Copy out the material word for word, from the line containing "Tag the van" through the end of the material, including both ends, and leave out the pictures.
▼
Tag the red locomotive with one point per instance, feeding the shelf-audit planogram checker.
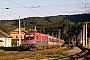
(41, 41)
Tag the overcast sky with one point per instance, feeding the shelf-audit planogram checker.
(36, 8)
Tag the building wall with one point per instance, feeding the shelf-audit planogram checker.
(6, 42)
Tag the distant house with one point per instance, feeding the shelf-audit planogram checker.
(5, 39)
(15, 33)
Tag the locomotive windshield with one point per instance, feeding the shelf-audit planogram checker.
(30, 37)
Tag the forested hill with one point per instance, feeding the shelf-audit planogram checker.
(68, 24)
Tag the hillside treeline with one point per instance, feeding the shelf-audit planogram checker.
(68, 25)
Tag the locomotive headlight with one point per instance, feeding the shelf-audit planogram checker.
(34, 42)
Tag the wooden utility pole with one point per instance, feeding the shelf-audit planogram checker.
(86, 32)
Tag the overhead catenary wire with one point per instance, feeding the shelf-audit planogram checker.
(41, 7)
(25, 7)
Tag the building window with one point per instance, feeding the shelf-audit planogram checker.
(16, 36)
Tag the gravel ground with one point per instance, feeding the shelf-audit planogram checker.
(74, 50)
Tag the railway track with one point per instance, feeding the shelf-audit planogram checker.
(83, 55)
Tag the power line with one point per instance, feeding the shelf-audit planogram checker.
(41, 7)
(24, 6)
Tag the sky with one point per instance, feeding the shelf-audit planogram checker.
(41, 8)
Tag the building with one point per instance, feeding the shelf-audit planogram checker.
(15, 33)
(5, 39)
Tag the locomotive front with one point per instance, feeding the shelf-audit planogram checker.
(29, 40)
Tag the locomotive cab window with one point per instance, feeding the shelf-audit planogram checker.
(30, 37)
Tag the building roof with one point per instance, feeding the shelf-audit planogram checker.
(17, 30)
(3, 34)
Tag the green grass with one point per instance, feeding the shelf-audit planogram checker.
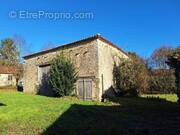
(27, 114)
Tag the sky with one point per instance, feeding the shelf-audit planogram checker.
(140, 26)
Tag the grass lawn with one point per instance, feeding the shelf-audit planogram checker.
(28, 114)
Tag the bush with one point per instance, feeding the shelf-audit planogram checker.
(130, 76)
(62, 76)
(162, 81)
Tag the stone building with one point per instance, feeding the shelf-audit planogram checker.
(7, 76)
(93, 57)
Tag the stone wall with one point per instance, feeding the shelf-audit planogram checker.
(83, 55)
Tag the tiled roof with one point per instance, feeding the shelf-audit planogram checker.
(7, 70)
(97, 36)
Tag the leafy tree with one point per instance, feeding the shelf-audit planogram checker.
(162, 78)
(159, 57)
(9, 53)
(174, 62)
(162, 81)
(62, 76)
(131, 76)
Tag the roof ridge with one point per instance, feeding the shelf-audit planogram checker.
(96, 36)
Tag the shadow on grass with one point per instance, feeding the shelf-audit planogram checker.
(130, 116)
(1, 104)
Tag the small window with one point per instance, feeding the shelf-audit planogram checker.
(9, 77)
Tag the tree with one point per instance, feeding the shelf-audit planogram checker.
(162, 78)
(62, 76)
(9, 53)
(159, 57)
(131, 75)
(174, 62)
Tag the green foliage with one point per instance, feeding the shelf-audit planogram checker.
(131, 76)
(162, 81)
(62, 76)
(174, 62)
(162, 78)
(9, 52)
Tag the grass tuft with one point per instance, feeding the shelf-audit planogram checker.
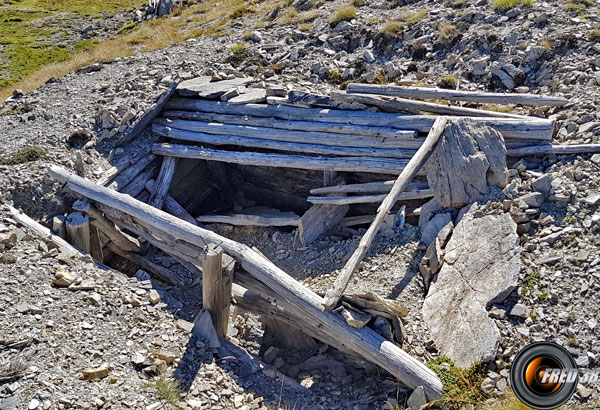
(504, 5)
(343, 14)
(27, 154)
(461, 386)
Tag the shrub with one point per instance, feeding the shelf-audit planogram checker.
(27, 154)
(503, 5)
(449, 82)
(343, 14)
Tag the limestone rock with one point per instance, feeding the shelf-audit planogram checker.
(468, 158)
(481, 266)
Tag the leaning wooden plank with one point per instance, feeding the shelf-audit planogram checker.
(531, 128)
(364, 342)
(366, 199)
(172, 206)
(131, 172)
(163, 182)
(367, 131)
(158, 271)
(554, 149)
(350, 164)
(277, 134)
(334, 294)
(368, 188)
(282, 219)
(395, 104)
(309, 148)
(457, 95)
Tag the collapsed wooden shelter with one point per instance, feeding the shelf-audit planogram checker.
(321, 168)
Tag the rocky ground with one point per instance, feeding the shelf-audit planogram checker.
(112, 326)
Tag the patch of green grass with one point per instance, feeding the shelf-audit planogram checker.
(166, 390)
(343, 14)
(413, 18)
(594, 35)
(449, 82)
(504, 5)
(461, 386)
(27, 154)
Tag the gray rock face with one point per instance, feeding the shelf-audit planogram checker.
(481, 266)
(466, 160)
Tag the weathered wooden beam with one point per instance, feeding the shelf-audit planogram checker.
(351, 164)
(457, 95)
(334, 294)
(553, 149)
(395, 104)
(216, 289)
(78, 230)
(163, 182)
(366, 188)
(315, 126)
(367, 199)
(369, 149)
(281, 135)
(364, 342)
(530, 128)
(172, 206)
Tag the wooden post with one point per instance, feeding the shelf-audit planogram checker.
(334, 294)
(78, 230)
(216, 289)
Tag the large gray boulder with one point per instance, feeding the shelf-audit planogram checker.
(481, 266)
(468, 158)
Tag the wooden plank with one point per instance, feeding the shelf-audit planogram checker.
(267, 143)
(163, 182)
(172, 206)
(553, 149)
(216, 289)
(364, 130)
(350, 164)
(367, 199)
(334, 294)
(364, 342)
(531, 128)
(367, 187)
(457, 95)
(303, 137)
(395, 104)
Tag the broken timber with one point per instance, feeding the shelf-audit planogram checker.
(364, 342)
(468, 96)
(528, 128)
(334, 294)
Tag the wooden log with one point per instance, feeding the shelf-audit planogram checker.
(128, 175)
(280, 135)
(394, 104)
(334, 294)
(531, 128)
(364, 342)
(369, 150)
(172, 206)
(367, 199)
(319, 219)
(351, 164)
(278, 219)
(367, 131)
(78, 230)
(159, 272)
(554, 149)
(216, 289)
(457, 95)
(368, 188)
(58, 226)
(163, 182)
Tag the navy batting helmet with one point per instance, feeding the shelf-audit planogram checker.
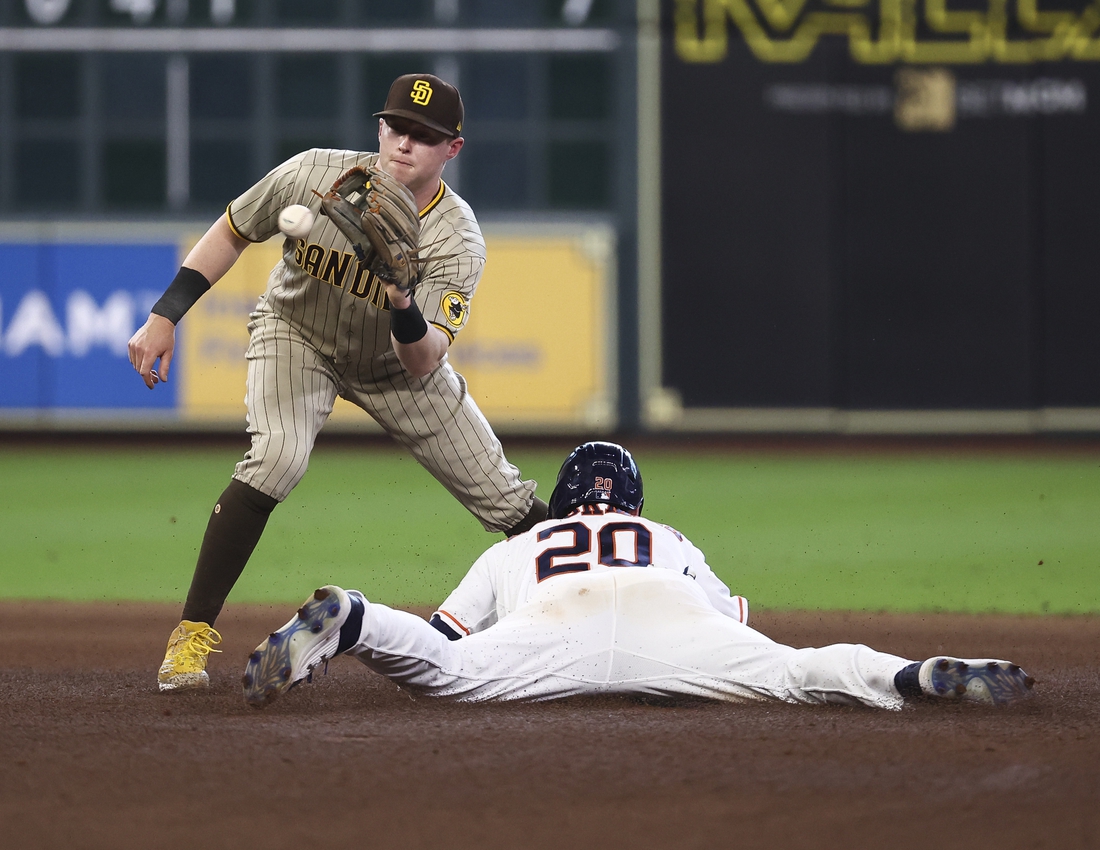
(596, 474)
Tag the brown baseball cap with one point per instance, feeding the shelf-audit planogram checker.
(427, 99)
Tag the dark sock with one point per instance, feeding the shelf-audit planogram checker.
(352, 627)
(908, 681)
(536, 515)
(232, 532)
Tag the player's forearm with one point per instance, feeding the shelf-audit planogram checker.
(421, 356)
(418, 345)
(216, 252)
(208, 261)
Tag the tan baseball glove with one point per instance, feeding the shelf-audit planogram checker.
(378, 217)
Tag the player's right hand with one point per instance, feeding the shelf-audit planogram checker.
(154, 340)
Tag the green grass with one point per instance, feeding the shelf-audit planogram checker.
(988, 532)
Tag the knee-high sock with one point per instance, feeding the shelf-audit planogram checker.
(232, 532)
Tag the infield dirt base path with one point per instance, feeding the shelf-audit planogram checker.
(94, 757)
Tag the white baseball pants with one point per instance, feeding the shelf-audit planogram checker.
(629, 631)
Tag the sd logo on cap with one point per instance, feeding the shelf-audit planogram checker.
(426, 99)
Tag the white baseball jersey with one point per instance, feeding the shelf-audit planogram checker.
(592, 540)
(608, 604)
(321, 330)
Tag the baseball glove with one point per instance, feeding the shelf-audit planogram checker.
(378, 217)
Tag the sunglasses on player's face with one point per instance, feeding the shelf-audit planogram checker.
(415, 131)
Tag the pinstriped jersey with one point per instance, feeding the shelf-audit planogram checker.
(592, 539)
(319, 287)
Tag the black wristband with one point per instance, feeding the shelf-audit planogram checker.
(184, 290)
(408, 324)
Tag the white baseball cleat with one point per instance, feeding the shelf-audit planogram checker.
(976, 680)
(289, 654)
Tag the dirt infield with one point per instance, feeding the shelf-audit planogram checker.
(94, 757)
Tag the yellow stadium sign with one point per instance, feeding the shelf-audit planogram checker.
(889, 31)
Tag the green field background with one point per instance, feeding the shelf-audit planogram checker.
(862, 530)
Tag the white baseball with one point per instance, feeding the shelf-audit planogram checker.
(296, 221)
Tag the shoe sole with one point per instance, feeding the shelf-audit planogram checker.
(290, 654)
(991, 682)
(186, 682)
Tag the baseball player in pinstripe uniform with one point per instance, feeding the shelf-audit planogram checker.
(327, 327)
(598, 599)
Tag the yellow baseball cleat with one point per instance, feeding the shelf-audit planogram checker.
(184, 668)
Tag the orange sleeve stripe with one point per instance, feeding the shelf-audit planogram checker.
(452, 619)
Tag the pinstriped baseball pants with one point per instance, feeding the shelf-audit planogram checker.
(290, 393)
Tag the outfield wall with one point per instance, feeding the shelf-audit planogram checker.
(538, 350)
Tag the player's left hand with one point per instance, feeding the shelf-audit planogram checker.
(155, 340)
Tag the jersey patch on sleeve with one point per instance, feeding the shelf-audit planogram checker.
(455, 308)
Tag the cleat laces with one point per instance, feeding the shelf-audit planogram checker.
(201, 642)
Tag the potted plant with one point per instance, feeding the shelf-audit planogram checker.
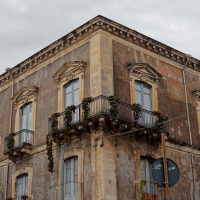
(10, 142)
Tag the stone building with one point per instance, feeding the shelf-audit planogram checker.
(99, 159)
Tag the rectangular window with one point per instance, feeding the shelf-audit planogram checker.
(71, 97)
(143, 97)
(146, 165)
(22, 183)
(71, 179)
(25, 124)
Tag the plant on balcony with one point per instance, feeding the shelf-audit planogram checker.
(68, 116)
(85, 106)
(24, 197)
(49, 146)
(10, 143)
(114, 114)
(142, 182)
(27, 144)
(54, 124)
(137, 109)
(160, 120)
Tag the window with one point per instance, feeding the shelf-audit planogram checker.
(22, 183)
(146, 165)
(71, 97)
(143, 97)
(70, 83)
(25, 124)
(71, 179)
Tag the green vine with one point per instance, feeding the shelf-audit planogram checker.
(114, 114)
(137, 109)
(142, 182)
(160, 120)
(85, 106)
(68, 116)
(54, 124)
(10, 143)
(49, 146)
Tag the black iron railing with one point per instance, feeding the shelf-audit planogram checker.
(20, 138)
(100, 106)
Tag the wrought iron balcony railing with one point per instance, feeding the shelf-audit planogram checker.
(21, 138)
(100, 106)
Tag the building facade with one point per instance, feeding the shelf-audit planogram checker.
(99, 157)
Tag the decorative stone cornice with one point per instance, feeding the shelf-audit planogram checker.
(196, 93)
(86, 29)
(144, 72)
(68, 71)
(24, 95)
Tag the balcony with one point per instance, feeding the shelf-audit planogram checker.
(143, 129)
(19, 144)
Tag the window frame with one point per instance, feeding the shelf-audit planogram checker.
(145, 73)
(18, 173)
(25, 184)
(71, 154)
(72, 82)
(142, 84)
(68, 72)
(73, 167)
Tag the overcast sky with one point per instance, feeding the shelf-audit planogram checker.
(26, 26)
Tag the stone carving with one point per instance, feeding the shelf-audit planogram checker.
(196, 93)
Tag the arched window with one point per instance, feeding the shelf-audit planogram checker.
(146, 164)
(143, 97)
(71, 93)
(25, 124)
(22, 184)
(71, 97)
(71, 179)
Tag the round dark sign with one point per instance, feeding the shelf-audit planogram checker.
(158, 172)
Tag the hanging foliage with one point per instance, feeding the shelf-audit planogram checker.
(68, 116)
(137, 109)
(114, 114)
(85, 106)
(49, 146)
(160, 120)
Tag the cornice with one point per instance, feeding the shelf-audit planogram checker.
(196, 93)
(89, 27)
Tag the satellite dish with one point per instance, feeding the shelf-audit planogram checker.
(158, 172)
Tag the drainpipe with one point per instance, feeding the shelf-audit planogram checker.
(62, 172)
(188, 121)
(10, 125)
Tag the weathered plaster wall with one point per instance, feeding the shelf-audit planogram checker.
(5, 109)
(47, 94)
(171, 97)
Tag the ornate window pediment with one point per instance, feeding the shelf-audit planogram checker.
(196, 93)
(144, 72)
(69, 71)
(24, 95)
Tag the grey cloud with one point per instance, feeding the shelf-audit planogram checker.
(28, 26)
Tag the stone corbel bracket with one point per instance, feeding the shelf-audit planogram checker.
(24, 95)
(69, 71)
(196, 93)
(144, 72)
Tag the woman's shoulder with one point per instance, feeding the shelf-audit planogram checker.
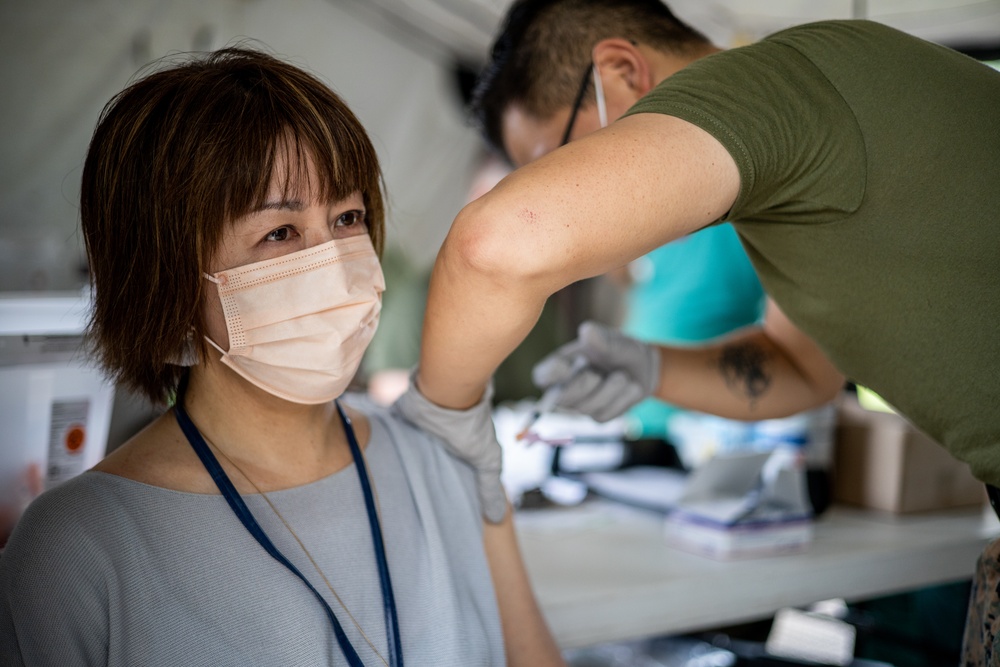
(65, 525)
(420, 452)
(160, 456)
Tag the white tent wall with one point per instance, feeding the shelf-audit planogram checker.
(62, 60)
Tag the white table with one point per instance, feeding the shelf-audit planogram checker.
(603, 572)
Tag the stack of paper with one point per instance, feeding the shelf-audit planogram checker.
(729, 509)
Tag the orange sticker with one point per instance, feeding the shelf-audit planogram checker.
(75, 437)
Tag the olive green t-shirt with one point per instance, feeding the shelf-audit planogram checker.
(870, 208)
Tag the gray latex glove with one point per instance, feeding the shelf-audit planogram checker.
(619, 372)
(467, 434)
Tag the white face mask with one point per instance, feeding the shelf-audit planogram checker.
(299, 324)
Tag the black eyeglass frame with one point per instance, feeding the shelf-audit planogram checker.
(576, 105)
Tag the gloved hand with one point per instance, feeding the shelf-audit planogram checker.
(619, 372)
(467, 434)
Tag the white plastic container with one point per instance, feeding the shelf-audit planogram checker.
(55, 405)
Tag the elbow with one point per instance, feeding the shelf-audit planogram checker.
(482, 244)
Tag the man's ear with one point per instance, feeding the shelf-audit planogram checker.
(621, 62)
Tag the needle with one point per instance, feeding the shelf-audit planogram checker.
(552, 395)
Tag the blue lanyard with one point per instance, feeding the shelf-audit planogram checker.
(242, 512)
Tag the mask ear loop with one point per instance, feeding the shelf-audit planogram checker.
(602, 108)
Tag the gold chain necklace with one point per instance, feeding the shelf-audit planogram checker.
(378, 510)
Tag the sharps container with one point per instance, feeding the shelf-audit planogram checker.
(55, 405)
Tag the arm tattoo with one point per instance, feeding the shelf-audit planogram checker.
(743, 367)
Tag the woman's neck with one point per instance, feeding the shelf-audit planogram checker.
(275, 443)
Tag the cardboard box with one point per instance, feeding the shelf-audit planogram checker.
(883, 462)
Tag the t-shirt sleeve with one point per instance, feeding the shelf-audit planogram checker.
(797, 145)
(53, 589)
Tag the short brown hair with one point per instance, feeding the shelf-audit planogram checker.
(544, 46)
(177, 156)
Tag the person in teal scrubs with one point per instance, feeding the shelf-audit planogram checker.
(687, 292)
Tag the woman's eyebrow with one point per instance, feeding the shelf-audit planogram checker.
(284, 204)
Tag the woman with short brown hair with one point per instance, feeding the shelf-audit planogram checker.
(233, 215)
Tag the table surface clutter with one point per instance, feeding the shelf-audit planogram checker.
(605, 572)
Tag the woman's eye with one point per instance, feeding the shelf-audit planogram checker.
(350, 218)
(279, 234)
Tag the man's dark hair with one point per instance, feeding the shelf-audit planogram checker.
(544, 46)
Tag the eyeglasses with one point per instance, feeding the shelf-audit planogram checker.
(576, 106)
(602, 110)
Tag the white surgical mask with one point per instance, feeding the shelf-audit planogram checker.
(299, 324)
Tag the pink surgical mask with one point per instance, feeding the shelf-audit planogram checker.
(298, 324)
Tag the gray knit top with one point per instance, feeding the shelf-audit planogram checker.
(103, 570)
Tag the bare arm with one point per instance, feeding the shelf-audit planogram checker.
(526, 636)
(760, 373)
(581, 211)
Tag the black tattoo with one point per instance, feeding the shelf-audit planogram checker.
(743, 368)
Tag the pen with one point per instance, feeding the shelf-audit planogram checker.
(552, 395)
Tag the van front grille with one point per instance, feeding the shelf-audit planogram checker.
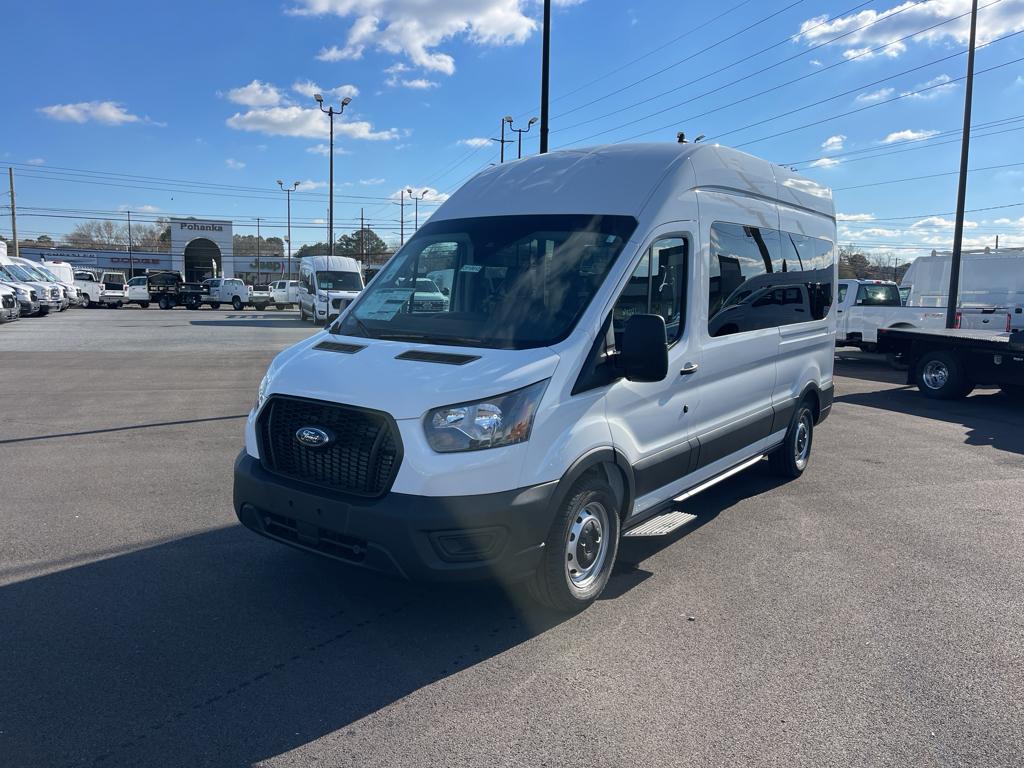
(361, 456)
▲
== ANSWER FOR THIS EXERCISE ==
Tag the van front grille with one point per instance, feeding the shelf-audit planogram checker.
(361, 456)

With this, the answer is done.